INSTRUCTION →
Gather every line of the records below that contains the word "parked", and copy each one out in full.

Rows from a segmentation dataset
++++++++++++++++++++

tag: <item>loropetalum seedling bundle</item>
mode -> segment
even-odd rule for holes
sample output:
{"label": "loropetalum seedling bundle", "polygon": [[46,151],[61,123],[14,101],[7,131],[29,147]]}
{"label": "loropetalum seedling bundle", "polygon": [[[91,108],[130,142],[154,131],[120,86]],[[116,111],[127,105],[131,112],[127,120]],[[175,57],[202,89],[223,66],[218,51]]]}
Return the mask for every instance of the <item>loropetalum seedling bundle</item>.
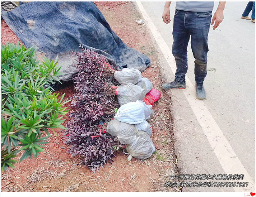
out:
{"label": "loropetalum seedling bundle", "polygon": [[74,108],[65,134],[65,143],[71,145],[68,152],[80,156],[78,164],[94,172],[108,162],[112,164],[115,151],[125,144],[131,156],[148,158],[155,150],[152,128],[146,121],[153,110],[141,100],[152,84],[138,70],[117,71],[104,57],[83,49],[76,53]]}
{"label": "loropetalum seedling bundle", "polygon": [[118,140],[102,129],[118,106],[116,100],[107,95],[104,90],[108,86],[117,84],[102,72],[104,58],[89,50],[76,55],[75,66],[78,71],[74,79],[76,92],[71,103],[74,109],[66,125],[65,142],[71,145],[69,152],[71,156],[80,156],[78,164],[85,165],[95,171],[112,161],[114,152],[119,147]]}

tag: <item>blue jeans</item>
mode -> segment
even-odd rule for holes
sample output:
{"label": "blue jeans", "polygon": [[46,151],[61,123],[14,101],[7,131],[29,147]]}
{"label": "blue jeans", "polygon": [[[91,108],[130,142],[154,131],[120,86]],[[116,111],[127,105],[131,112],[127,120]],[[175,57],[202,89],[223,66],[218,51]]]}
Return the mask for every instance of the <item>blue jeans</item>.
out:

++++++++++++++++++++

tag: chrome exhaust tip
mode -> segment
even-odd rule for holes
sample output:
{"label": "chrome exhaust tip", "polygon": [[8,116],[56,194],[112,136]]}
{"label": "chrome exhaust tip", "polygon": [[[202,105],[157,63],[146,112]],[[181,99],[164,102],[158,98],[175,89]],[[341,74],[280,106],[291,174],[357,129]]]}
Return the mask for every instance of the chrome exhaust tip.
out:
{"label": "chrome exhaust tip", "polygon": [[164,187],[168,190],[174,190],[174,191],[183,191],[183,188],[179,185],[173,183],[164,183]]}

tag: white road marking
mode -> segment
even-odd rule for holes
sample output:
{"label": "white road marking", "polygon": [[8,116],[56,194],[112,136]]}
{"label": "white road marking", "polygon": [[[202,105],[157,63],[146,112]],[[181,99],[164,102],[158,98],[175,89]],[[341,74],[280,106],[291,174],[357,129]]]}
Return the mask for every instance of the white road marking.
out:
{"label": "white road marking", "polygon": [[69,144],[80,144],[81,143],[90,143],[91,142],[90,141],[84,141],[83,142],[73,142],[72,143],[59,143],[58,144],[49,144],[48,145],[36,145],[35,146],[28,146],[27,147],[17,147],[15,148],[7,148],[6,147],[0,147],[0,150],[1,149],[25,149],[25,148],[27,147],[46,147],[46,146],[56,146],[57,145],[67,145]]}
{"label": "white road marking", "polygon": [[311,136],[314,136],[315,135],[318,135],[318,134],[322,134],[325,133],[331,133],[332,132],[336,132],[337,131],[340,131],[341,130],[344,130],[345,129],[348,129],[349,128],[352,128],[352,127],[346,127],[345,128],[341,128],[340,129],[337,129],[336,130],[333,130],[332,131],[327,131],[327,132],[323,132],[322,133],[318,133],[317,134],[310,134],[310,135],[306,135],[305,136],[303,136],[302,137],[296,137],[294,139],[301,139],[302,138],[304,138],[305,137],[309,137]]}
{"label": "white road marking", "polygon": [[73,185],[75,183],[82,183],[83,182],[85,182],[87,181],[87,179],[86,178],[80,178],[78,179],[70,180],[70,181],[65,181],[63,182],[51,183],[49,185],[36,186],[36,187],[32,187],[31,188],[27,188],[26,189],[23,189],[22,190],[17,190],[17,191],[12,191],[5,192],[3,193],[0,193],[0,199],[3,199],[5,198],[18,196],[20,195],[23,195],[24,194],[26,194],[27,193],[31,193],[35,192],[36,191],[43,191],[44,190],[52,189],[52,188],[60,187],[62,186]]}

++++++++++++++++++++

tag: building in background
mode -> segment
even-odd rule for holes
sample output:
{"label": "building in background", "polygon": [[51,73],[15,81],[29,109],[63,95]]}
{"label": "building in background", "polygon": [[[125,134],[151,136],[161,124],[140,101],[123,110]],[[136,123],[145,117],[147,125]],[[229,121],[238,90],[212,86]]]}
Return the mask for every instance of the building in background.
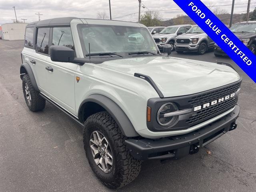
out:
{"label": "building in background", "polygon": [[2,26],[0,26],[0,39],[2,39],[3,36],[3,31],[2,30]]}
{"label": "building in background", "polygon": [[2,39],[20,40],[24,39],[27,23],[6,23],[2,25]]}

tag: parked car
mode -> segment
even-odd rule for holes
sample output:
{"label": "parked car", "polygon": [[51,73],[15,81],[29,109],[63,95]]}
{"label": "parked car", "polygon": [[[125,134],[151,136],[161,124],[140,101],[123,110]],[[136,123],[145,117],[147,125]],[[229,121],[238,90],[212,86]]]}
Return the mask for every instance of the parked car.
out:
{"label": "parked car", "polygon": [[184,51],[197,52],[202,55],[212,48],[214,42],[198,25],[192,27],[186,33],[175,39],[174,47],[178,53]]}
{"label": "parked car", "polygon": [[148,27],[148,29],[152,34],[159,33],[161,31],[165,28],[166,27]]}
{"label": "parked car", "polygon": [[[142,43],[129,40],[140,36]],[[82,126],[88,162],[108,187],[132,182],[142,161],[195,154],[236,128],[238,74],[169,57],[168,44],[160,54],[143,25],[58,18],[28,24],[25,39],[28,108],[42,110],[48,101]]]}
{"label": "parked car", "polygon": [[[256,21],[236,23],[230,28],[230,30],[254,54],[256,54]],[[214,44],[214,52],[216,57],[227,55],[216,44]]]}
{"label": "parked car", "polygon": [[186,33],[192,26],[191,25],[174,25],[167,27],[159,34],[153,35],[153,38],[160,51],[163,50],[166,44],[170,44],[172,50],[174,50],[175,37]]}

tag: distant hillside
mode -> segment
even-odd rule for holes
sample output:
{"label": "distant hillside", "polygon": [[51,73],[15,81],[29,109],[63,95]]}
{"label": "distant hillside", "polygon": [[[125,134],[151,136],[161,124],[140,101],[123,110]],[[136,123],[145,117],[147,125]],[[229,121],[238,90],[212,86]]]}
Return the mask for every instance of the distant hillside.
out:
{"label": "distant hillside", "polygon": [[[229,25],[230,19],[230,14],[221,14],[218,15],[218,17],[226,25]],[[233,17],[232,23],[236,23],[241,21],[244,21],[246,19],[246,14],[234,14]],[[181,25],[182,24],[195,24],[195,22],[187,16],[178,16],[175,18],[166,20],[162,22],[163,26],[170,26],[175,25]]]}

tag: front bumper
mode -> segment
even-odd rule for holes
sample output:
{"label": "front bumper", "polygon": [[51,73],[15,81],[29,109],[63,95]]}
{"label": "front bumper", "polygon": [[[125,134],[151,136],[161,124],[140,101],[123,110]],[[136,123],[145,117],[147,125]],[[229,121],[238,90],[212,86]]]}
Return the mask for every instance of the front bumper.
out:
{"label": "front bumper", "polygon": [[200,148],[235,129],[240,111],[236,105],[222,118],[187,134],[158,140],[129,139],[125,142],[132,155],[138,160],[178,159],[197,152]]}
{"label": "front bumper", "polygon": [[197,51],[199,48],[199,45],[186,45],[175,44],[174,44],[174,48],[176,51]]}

++++++++++++++++++++

IN RESPONSE →
tag: parked car
{"label": "parked car", "polygon": [[51,73],[15,81],[29,109],[63,95]]}
{"label": "parked car", "polygon": [[[125,134],[151,136],[161,124],[140,101],[123,110]],[[136,123],[145,117],[147,125]],[[229,121],[238,90],[212,86]]]}
Return the mask for every instance of the parked car.
{"label": "parked car", "polygon": [[184,51],[197,52],[202,55],[212,48],[214,42],[198,25],[192,27],[186,33],[175,39],[174,47],[178,53]]}
{"label": "parked car", "polygon": [[148,27],[148,29],[152,34],[159,33],[161,31],[165,28],[166,27]]}
{"label": "parked car", "polygon": [[[142,43],[129,40],[140,36]],[[82,126],[88,162],[108,187],[132,182],[142,161],[195,154],[236,128],[238,74],[169,57],[168,44],[160,54],[143,25],[58,18],[28,24],[25,39],[28,108],[42,110],[48,101]]]}
{"label": "parked car", "polygon": [[[256,21],[236,23],[230,28],[230,30],[254,54],[256,54]],[[214,44],[214,52],[216,57],[227,55],[216,44]]]}
{"label": "parked car", "polygon": [[186,33],[192,26],[191,25],[174,25],[167,27],[159,34],[153,35],[153,38],[160,51],[163,50],[166,44],[170,44],[172,50],[174,50],[175,37]]}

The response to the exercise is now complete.